(Input data Opens)

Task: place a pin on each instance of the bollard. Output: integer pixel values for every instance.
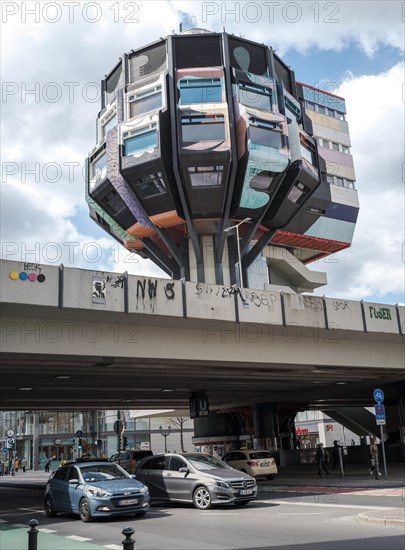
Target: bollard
(128, 543)
(376, 468)
(33, 535)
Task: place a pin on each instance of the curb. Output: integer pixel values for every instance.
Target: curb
(366, 517)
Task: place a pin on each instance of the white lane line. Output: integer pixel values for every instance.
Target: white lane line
(324, 505)
(301, 513)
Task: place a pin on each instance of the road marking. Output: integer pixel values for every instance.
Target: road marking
(301, 513)
(323, 505)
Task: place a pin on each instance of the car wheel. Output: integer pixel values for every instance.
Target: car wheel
(84, 510)
(202, 498)
(49, 508)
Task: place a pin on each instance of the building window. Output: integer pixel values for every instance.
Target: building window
(98, 169)
(205, 176)
(252, 95)
(203, 128)
(298, 193)
(111, 123)
(339, 115)
(140, 140)
(307, 154)
(145, 101)
(150, 186)
(341, 182)
(200, 90)
(265, 134)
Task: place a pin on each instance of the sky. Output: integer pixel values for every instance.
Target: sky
(54, 55)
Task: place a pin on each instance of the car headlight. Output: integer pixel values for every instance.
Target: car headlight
(99, 493)
(222, 484)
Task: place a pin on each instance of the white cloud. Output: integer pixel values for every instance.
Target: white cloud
(374, 266)
(41, 134)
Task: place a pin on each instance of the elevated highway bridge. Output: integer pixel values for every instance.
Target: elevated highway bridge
(75, 339)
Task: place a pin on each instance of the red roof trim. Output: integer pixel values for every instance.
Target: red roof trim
(322, 91)
(323, 246)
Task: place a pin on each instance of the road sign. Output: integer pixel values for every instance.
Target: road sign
(378, 395)
(379, 414)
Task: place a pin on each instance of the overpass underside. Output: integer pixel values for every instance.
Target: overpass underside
(140, 348)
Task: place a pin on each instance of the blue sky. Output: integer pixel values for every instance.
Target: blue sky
(361, 51)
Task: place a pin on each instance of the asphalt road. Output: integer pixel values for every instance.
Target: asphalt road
(286, 518)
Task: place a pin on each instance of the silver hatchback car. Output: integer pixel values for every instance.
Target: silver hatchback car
(194, 477)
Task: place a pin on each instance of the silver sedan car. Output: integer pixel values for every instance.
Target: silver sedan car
(195, 477)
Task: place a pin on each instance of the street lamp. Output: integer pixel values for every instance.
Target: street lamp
(165, 434)
(238, 246)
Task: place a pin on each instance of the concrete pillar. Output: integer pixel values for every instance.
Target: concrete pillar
(210, 268)
(401, 407)
(265, 426)
(35, 442)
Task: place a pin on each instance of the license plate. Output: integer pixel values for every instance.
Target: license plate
(128, 502)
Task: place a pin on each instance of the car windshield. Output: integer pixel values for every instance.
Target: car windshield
(207, 462)
(260, 454)
(102, 472)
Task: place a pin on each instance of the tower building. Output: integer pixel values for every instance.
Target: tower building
(212, 161)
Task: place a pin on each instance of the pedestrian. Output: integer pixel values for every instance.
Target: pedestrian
(321, 459)
(48, 464)
(373, 453)
(336, 452)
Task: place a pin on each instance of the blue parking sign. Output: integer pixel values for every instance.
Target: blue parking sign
(379, 414)
(378, 395)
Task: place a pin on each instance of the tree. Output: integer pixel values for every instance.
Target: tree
(178, 423)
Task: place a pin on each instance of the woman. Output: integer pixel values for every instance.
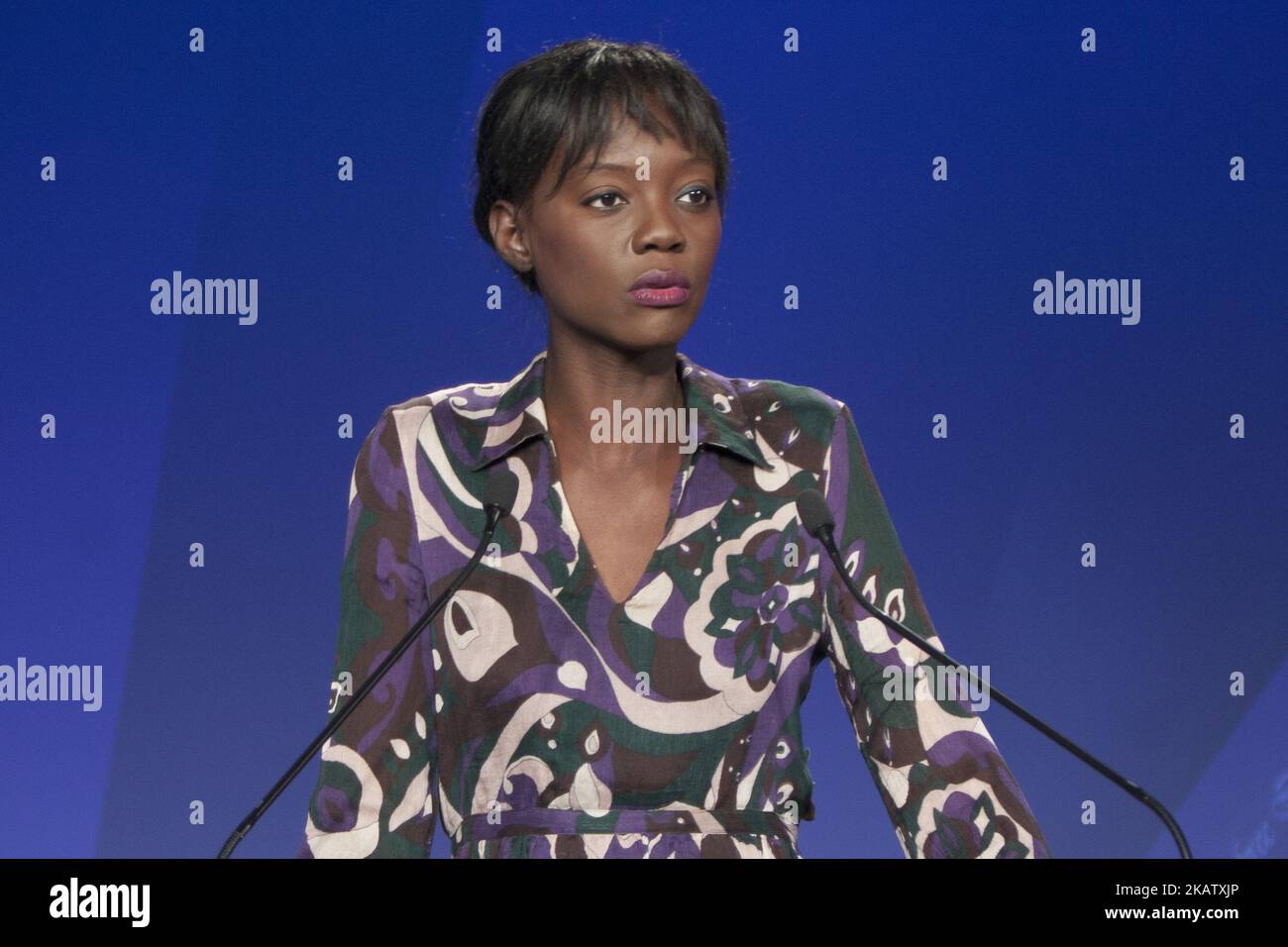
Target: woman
(623, 677)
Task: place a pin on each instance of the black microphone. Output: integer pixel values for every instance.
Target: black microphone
(498, 495)
(818, 522)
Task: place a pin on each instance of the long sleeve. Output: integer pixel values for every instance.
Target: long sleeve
(374, 795)
(943, 781)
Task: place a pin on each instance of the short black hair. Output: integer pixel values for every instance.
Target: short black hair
(568, 95)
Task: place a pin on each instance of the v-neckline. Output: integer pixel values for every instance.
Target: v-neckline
(584, 554)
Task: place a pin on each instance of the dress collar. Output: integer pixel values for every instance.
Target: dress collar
(513, 411)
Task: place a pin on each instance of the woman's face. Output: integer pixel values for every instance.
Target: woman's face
(604, 228)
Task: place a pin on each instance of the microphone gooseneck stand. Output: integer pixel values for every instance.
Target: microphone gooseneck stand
(816, 519)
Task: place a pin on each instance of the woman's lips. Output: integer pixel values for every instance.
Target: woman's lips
(671, 295)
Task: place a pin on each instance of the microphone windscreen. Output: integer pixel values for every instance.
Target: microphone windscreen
(814, 512)
(501, 488)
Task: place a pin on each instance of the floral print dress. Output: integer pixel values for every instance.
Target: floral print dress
(539, 718)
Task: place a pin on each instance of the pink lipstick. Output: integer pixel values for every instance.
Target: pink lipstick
(661, 287)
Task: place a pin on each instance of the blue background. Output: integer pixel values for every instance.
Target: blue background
(915, 299)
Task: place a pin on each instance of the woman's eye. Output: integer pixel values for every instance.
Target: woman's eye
(708, 197)
(599, 197)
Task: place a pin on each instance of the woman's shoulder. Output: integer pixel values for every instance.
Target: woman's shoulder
(809, 406)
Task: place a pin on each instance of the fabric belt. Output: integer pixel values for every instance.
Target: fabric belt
(505, 822)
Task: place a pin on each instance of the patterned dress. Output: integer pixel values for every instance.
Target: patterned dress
(539, 718)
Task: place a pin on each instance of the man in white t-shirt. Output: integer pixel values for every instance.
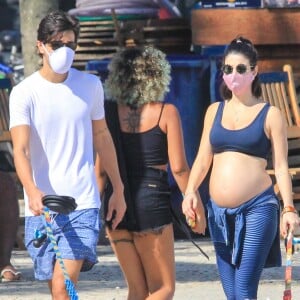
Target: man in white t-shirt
(56, 117)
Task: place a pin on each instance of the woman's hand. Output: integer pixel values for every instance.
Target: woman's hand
(289, 222)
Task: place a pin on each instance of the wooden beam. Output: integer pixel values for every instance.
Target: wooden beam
(262, 26)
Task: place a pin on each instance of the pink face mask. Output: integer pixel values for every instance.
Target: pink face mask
(238, 83)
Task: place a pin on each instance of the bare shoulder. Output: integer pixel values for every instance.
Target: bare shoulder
(274, 118)
(274, 114)
(211, 111)
(170, 108)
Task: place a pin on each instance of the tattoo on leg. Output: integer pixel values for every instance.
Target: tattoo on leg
(122, 240)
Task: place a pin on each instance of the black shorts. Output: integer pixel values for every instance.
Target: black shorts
(149, 206)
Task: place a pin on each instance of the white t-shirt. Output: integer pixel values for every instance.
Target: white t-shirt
(61, 147)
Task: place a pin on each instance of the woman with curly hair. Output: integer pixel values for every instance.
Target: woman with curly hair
(148, 136)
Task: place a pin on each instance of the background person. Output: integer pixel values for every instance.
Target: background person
(56, 116)
(148, 135)
(243, 212)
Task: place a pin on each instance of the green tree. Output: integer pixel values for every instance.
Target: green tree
(31, 12)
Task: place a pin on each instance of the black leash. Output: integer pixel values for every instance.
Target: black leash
(185, 229)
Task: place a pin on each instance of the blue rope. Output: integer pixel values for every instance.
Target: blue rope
(70, 287)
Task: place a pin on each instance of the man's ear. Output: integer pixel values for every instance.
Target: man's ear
(40, 47)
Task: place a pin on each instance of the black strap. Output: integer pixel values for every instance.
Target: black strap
(162, 107)
(184, 228)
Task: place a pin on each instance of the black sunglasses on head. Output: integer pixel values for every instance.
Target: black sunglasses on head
(58, 44)
(241, 69)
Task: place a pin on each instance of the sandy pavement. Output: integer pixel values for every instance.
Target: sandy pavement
(196, 277)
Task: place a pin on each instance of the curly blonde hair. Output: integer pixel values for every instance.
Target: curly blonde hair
(138, 76)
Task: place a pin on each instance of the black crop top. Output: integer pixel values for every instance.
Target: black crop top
(146, 148)
(250, 140)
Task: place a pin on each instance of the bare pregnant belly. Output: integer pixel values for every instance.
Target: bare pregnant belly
(236, 178)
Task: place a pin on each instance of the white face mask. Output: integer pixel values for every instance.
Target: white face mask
(61, 59)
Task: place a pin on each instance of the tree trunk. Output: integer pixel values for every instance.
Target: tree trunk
(31, 13)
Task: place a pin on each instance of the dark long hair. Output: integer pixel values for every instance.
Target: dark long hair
(245, 47)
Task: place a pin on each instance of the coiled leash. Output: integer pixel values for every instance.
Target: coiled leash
(64, 205)
(290, 242)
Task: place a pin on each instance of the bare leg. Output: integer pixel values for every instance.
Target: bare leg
(57, 284)
(130, 263)
(9, 220)
(157, 256)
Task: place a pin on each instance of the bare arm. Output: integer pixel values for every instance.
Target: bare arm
(201, 164)
(278, 135)
(20, 138)
(101, 176)
(107, 156)
(179, 165)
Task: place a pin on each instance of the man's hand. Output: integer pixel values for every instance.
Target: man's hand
(35, 201)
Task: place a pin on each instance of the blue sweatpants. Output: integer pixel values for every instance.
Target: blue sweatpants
(241, 281)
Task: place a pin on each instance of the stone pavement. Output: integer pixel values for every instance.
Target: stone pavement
(196, 277)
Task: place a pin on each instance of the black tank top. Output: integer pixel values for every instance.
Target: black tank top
(146, 148)
(250, 140)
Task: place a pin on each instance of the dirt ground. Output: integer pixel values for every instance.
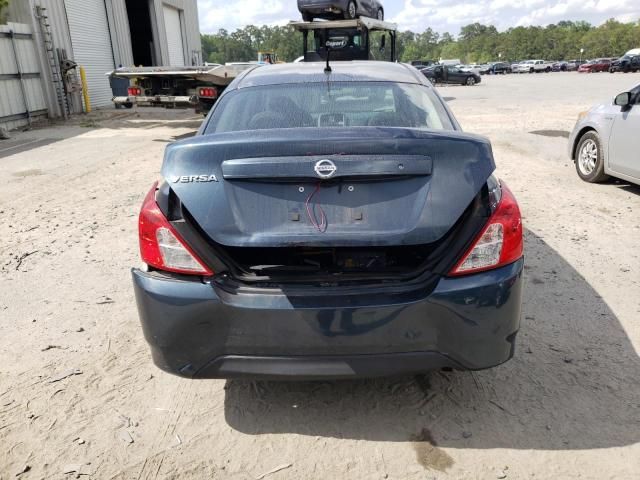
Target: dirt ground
(79, 394)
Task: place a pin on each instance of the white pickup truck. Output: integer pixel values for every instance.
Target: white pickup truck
(532, 66)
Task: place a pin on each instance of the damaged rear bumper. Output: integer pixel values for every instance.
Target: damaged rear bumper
(198, 330)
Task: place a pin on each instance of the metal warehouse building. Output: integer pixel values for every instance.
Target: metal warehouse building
(101, 35)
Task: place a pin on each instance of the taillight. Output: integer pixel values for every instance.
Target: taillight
(208, 92)
(160, 244)
(500, 242)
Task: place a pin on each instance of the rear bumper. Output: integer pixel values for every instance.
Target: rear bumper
(197, 330)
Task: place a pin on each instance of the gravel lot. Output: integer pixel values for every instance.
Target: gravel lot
(78, 392)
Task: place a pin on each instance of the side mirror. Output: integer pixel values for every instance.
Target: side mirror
(623, 100)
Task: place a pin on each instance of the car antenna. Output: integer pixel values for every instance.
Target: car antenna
(327, 69)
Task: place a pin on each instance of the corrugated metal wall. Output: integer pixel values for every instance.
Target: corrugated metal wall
(14, 102)
(120, 32)
(23, 11)
(191, 29)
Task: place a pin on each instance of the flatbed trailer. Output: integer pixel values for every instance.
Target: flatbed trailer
(177, 87)
(199, 87)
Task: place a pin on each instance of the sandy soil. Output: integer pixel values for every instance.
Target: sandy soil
(78, 392)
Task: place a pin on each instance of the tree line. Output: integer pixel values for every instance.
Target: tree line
(476, 43)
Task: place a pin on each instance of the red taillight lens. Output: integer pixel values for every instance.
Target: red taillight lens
(160, 244)
(500, 242)
(207, 92)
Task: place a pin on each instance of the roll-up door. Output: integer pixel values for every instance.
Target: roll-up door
(173, 26)
(92, 48)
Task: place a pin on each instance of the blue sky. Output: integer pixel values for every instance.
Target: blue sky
(416, 15)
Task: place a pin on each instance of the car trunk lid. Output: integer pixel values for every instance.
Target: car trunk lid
(381, 186)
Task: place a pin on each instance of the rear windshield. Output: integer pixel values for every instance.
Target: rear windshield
(330, 105)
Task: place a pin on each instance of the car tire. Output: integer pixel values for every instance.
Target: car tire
(352, 11)
(590, 158)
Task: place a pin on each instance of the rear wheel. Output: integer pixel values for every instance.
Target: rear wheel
(590, 158)
(351, 11)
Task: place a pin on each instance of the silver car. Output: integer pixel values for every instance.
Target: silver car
(604, 141)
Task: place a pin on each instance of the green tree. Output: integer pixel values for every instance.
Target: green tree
(475, 43)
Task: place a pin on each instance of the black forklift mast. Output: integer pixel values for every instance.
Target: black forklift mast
(347, 39)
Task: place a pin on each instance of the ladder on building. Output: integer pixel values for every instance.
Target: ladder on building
(54, 64)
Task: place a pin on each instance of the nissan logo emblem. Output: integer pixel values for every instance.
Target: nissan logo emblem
(325, 169)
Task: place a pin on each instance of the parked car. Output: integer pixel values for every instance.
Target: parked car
(626, 64)
(573, 65)
(332, 9)
(450, 74)
(496, 68)
(532, 66)
(315, 232)
(604, 141)
(471, 68)
(560, 67)
(596, 65)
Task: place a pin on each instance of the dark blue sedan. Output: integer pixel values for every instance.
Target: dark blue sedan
(332, 9)
(329, 225)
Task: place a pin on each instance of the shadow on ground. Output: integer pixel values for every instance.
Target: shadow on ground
(47, 133)
(574, 384)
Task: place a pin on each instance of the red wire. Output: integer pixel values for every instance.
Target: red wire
(311, 212)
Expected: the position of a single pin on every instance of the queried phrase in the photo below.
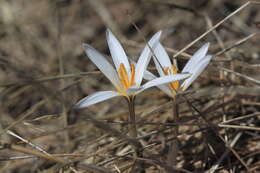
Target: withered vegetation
(44, 72)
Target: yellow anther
(169, 71)
(123, 76)
(132, 81)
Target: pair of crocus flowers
(127, 77)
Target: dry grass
(44, 72)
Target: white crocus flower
(195, 66)
(125, 77)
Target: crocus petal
(163, 80)
(96, 98)
(103, 65)
(133, 90)
(162, 56)
(117, 52)
(145, 57)
(161, 59)
(196, 72)
(196, 58)
(148, 75)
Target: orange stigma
(123, 76)
(169, 71)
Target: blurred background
(44, 72)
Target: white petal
(196, 72)
(196, 58)
(166, 90)
(103, 65)
(161, 59)
(145, 57)
(162, 56)
(148, 75)
(117, 52)
(163, 80)
(133, 90)
(96, 98)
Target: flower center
(123, 76)
(174, 86)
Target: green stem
(173, 152)
(131, 118)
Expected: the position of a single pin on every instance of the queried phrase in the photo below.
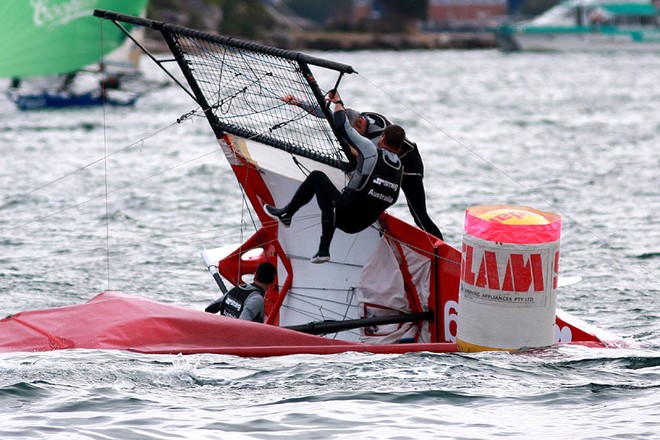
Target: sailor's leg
(413, 188)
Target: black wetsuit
(374, 186)
(413, 174)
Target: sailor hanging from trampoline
(373, 187)
(371, 125)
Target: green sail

(Input data Closes)

Your instructions:
All that should appear in the answer is the lines above from the line with "Task: place a pin on each instance of the blue sweatpants." through the line with "Task: place a pin on each instance of the metal", retyped exactly, pictures left out.

Expected answer:
Task: place a pin on each instance of the blue sweatpants. Output: integer pixel values for every instance.
Target: blue sweatpants
(241, 281)
Task: place a pin on each instance of the stone pavement. Output: integer pixel values for every instance.
Target: stone pavement
(196, 277)
Task: place a pin on each instance of the black tank top. Output: integer pixel values for every instance.
Target: black tank top
(146, 148)
(250, 140)
Task: place a pin on each instance of the dirt ground. Output: integer pixel values for every instance.
Target: dirt ground
(79, 394)
Task: place a pin on each instance of the white pickup truck. Output: integer pixel values for every instance.
Target: white pickup truck
(532, 66)
Task: place a pin on each instance of the damaged rear bumper. Output: integer pixel values for every instance.
Target: damaged rear bumper
(198, 330)
Task: place a pin on each instance of the metal warehouse building. Output: integer pixel values for every instance.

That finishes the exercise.